- WORK TASK -
Find "Mark one point on every instance of the shirtless" and "Mark one point on every instance of the dark" in the records below. Copy the lines holding them and every line between, exactly, and no others.

- DATA LISTING -
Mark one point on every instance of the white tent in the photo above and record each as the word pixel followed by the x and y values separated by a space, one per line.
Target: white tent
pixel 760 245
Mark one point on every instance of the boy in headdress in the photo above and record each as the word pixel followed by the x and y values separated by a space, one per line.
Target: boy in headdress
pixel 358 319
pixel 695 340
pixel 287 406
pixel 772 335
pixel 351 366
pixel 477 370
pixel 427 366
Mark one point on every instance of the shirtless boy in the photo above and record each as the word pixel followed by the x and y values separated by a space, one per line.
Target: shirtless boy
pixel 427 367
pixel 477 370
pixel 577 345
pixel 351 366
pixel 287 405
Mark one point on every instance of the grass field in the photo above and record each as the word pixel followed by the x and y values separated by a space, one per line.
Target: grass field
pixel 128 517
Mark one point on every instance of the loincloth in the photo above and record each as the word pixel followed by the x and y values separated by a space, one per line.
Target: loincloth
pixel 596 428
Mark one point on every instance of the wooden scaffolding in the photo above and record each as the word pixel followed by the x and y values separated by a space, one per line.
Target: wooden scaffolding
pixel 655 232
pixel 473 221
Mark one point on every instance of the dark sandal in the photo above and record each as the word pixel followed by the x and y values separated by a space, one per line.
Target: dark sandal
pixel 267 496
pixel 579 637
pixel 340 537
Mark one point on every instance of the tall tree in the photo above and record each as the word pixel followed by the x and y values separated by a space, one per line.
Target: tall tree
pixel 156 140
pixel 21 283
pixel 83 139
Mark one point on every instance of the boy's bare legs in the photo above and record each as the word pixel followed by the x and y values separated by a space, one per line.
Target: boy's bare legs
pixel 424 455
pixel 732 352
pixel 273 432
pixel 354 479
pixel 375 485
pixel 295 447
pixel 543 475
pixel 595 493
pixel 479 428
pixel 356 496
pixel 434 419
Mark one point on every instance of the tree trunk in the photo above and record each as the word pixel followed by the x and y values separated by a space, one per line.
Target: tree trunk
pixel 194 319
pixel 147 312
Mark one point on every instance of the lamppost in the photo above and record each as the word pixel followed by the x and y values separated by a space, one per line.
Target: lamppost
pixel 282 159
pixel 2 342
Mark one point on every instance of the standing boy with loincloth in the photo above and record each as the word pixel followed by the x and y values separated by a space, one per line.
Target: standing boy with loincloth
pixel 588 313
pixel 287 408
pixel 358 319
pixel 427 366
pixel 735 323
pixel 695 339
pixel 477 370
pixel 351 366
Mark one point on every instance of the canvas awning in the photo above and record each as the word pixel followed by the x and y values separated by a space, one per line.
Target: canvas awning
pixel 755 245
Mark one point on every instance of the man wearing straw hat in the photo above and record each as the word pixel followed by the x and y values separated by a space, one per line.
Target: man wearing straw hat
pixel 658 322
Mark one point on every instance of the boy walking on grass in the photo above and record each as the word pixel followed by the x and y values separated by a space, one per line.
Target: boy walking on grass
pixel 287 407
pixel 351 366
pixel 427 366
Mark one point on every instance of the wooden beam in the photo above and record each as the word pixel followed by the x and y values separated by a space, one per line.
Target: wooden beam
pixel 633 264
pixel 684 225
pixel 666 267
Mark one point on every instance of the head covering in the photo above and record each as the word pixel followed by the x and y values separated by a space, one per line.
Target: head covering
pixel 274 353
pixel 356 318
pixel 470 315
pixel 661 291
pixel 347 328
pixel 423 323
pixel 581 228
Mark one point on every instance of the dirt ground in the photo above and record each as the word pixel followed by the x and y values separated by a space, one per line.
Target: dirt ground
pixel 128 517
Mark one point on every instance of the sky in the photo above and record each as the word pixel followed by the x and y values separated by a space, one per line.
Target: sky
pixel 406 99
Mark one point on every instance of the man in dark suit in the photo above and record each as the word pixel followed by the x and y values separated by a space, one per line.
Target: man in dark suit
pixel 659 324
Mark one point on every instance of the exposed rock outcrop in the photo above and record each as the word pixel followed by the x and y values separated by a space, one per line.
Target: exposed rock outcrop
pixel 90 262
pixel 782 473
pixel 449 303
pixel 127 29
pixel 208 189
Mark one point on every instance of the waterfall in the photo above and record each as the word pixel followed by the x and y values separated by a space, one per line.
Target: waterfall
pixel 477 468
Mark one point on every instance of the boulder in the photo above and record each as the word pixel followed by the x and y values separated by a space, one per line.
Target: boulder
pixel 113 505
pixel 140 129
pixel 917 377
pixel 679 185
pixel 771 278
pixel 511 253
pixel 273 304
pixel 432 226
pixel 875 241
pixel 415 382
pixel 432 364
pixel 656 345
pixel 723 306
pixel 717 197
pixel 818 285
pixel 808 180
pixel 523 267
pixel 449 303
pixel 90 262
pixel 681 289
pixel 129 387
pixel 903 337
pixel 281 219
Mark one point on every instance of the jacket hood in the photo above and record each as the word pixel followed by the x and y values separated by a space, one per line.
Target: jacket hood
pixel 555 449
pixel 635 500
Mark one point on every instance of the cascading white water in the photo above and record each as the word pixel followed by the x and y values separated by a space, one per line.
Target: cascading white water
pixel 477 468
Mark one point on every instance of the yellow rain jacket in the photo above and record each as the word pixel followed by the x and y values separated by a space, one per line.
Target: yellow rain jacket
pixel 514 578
---
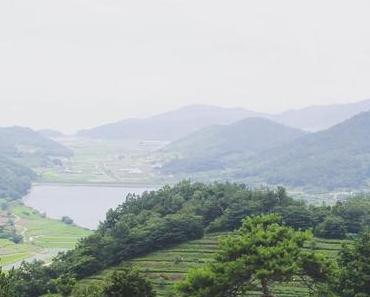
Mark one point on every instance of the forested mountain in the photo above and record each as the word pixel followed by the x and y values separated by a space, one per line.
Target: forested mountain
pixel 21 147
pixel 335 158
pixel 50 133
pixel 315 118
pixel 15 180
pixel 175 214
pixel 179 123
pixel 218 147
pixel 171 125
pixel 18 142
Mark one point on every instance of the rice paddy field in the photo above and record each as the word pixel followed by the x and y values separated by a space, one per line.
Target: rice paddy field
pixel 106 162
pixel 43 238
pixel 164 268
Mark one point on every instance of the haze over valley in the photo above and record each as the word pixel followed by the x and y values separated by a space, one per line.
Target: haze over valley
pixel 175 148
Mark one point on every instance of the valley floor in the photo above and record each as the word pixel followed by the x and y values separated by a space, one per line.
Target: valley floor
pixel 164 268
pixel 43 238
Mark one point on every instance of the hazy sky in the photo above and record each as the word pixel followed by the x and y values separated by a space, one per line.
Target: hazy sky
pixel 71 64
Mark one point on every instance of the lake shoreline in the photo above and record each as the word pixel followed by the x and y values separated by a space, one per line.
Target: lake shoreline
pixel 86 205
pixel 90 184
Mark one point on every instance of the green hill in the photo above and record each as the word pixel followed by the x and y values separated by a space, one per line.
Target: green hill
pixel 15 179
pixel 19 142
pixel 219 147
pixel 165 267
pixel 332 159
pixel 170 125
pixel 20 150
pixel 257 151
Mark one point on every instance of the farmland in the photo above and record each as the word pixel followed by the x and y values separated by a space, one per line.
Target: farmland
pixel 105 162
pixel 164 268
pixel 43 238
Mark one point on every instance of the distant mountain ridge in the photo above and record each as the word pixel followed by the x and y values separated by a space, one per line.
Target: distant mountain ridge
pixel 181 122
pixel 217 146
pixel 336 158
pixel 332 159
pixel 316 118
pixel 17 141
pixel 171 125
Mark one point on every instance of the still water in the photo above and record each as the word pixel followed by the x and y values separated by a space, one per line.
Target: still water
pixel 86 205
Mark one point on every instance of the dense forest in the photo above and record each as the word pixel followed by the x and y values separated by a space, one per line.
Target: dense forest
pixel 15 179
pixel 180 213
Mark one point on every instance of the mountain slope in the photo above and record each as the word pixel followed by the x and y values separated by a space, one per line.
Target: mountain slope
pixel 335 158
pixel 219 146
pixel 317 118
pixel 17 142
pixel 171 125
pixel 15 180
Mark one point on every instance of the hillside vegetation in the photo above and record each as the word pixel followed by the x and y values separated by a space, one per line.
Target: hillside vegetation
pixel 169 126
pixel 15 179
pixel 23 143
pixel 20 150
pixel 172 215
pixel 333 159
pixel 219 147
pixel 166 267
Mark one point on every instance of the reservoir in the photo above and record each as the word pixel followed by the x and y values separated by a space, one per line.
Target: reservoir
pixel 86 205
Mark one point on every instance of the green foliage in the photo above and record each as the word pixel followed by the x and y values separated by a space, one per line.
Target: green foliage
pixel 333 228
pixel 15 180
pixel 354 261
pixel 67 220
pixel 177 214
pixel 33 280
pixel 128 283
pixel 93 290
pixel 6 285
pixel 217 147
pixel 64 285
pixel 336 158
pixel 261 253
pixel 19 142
--
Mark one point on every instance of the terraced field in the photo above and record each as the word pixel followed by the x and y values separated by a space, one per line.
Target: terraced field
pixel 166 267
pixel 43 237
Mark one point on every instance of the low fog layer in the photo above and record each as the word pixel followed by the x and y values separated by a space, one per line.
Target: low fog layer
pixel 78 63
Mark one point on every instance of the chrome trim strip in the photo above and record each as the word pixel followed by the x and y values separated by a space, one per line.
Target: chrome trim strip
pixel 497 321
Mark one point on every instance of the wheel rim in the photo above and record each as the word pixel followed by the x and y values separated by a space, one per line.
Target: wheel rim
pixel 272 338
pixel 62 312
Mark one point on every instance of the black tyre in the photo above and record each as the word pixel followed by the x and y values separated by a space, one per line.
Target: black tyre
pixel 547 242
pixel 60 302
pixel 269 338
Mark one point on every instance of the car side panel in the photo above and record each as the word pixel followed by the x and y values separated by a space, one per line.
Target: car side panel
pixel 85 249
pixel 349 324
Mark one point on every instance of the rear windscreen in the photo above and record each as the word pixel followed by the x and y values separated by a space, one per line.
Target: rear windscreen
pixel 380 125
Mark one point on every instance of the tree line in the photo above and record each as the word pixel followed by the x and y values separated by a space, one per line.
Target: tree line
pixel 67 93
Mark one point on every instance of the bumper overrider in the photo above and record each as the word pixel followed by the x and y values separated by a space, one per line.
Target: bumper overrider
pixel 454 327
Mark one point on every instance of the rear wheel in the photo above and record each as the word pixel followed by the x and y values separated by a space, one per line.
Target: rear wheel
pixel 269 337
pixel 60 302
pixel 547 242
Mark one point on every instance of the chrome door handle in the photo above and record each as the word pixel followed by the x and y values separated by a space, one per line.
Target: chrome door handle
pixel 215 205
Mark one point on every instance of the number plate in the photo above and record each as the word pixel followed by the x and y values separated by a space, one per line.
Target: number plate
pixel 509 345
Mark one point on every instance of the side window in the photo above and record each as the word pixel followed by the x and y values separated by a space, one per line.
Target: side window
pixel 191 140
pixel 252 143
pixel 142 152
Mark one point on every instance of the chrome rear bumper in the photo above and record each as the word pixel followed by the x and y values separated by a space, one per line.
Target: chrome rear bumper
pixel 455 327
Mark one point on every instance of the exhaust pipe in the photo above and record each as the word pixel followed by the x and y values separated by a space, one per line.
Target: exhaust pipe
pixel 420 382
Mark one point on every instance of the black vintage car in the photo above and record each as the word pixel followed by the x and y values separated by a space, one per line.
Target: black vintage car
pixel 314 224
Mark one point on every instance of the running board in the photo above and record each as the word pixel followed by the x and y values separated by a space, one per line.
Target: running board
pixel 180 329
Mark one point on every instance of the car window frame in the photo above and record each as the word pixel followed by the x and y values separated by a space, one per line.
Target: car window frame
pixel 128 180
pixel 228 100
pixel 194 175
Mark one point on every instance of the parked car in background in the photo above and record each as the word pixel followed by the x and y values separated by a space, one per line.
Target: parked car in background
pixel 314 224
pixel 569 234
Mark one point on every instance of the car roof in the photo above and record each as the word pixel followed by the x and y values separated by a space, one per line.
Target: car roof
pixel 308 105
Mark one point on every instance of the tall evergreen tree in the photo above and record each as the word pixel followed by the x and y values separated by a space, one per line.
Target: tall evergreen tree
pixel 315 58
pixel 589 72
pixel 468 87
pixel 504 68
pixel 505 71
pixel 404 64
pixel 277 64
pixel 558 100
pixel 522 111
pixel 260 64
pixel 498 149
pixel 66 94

- EXERCISE ANSWER -
Mark one point on every instance of the shirtless boy in the photo above and record each as the word pixel followed by the x and y values separated by a space, one per line.
Target: shirtless boy
pixel 427 367
pixel 477 370
pixel 577 345
pixel 351 366
pixel 287 405
Mark one point on every instance of the grass field in the photo above and record each as the word pixel followed by the x and y values separated by a space, one per line.
Target: grass field
pixel 128 517
Mark one point on every instance of the loincloth in the photo above and record each as the word pixel followed by the x and y values separated by a space, one per line.
Target: loincloth
pixel 596 428
Mark one point on every instance of the wooden scaffolding in the photo above and record each as the word pixel followed by the x and y values separated by a space, one per line.
Target: wooden scaffolding
pixel 655 232
pixel 473 221
Mark one point on every instance of the dark sandal in the photo above and record each as the word pixel followed by the x and y values separated by a space, one per line.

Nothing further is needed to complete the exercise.